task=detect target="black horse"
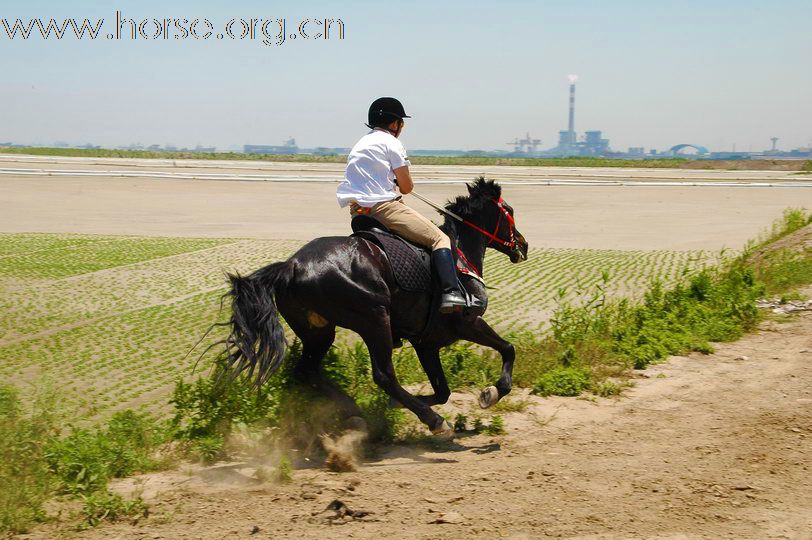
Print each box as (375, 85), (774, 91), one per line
(222, 178), (528, 436)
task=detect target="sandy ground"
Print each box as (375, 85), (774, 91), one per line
(1, 156), (810, 250)
(22, 290), (811, 540)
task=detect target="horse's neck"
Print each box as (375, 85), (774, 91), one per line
(454, 228), (487, 276)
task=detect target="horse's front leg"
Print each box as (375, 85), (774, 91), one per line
(456, 316), (515, 408)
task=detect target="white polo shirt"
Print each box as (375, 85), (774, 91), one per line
(336, 129), (411, 208)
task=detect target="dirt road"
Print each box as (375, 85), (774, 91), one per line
(33, 293), (809, 540)
(2, 164), (811, 250)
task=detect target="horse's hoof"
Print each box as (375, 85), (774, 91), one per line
(343, 416), (368, 434)
(431, 420), (455, 439)
(479, 386), (500, 409)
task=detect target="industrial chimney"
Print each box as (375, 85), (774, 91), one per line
(567, 74), (578, 146)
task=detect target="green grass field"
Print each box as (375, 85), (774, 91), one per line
(0, 233), (706, 421)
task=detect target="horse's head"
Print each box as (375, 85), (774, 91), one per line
(449, 177), (529, 263)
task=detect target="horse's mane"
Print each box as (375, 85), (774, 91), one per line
(445, 177), (502, 218)
(439, 176), (501, 238)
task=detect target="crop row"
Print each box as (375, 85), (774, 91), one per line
(0, 233), (706, 421)
(0, 238), (302, 340)
(0, 234), (232, 280)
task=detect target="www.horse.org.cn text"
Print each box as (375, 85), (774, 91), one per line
(0, 11), (345, 47)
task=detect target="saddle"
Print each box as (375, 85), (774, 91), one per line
(350, 215), (484, 306)
(351, 215), (432, 292)
(350, 216), (485, 344)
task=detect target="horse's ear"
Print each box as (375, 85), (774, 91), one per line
(467, 176), (501, 199)
(466, 176), (487, 196)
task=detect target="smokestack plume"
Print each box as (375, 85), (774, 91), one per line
(567, 74), (577, 145)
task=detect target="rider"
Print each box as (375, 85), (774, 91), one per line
(336, 97), (468, 313)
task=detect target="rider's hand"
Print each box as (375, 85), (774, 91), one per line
(394, 165), (413, 194)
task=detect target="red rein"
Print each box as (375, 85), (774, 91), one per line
(456, 197), (517, 278)
(461, 197), (516, 250)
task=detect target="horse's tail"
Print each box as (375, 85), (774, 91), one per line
(222, 261), (293, 387)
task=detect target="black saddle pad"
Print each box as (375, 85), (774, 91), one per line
(351, 217), (431, 293)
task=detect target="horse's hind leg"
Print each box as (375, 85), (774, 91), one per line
(410, 346), (451, 407)
(388, 347), (449, 409)
(292, 325), (365, 425)
(358, 310), (451, 435)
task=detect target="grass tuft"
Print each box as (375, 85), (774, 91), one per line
(79, 490), (147, 529)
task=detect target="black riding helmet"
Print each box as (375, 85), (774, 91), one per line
(367, 97), (411, 129)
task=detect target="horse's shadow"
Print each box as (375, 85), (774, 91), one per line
(362, 436), (502, 467)
(181, 435), (502, 487)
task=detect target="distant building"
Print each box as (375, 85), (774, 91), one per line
(549, 129), (611, 157)
(709, 152), (751, 160)
(244, 137), (299, 155)
(312, 147), (351, 156)
(506, 133), (543, 155)
(583, 131), (610, 155)
(139, 144), (216, 153)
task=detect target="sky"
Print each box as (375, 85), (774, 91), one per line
(1, 0), (810, 153)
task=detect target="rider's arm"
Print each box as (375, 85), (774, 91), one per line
(394, 165), (413, 194)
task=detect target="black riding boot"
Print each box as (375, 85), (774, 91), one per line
(431, 248), (468, 313)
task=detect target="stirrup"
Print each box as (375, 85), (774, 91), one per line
(465, 293), (486, 317)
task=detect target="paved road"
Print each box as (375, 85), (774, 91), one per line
(1, 154), (809, 185)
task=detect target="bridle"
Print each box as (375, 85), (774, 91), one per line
(459, 197), (517, 251)
(411, 191), (517, 251)
(409, 192), (518, 279)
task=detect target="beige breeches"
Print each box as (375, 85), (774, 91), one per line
(350, 198), (451, 251)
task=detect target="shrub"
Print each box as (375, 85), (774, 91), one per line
(472, 418), (485, 433)
(533, 367), (591, 397)
(440, 342), (499, 388)
(762, 249), (812, 296)
(593, 381), (629, 397)
(0, 385), (58, 533)
(80, 490), (147, 528)
(45, 427), (111, 494)
(190, 433), (225, 464)
(0, 385), (168, 532)
(485, 415), (506, 435)
(170, 357), (286, 441)
(46, 410), (167, 494)
(274, 455), (293, 483)
(453, 414), (468, 432)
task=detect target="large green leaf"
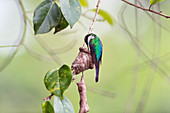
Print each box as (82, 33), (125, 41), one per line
(79, 0), (88, 7)
(58, 64), (73, 97)
(54, 96), (74, 113)
(150, 0), (164, 6)
(33, 1), (61, 34)
(42, 101), (54, 113)
(54, 10), (69, 34)
(60, 0), (82, 28)
(92, 9), (114, 26)
(44, 65), (73, 99)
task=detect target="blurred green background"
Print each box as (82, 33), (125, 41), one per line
(1, 0), (170, 113)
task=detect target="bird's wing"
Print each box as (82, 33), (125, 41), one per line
(90, 44), (100, 82)
(90, 44), (99, 68)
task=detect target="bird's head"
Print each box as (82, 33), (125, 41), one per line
(84, 33), (96, 50)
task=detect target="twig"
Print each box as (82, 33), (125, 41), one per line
(88, 0), (101, 34)
(121, 0), (170, 18)
(137, 1), (170, 31)
(83, 0), (101, 47)
(0, 0), (27, 72)
(136, 6), (162, 113)
(44, 94), (54, 101)
(36, 38), (63, 65)
(0, 45), (18, 48)
(118, 3), (170, 85)
(50, 40), (77, 55)
(77, 73), (89, 113)
(71, 47), (94, 113)
(86, 85), (116, 99)
(125, 0), (140, 112)
(82, 14), (105, 22)
(26, 16), (64, 65)
(24, 44), (54, 63)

**Work task**
Above are the records; copy each line from them that includes the string "head".

**Reply to the task**
task=detect target="horse's head"
task=detect target="bird's head"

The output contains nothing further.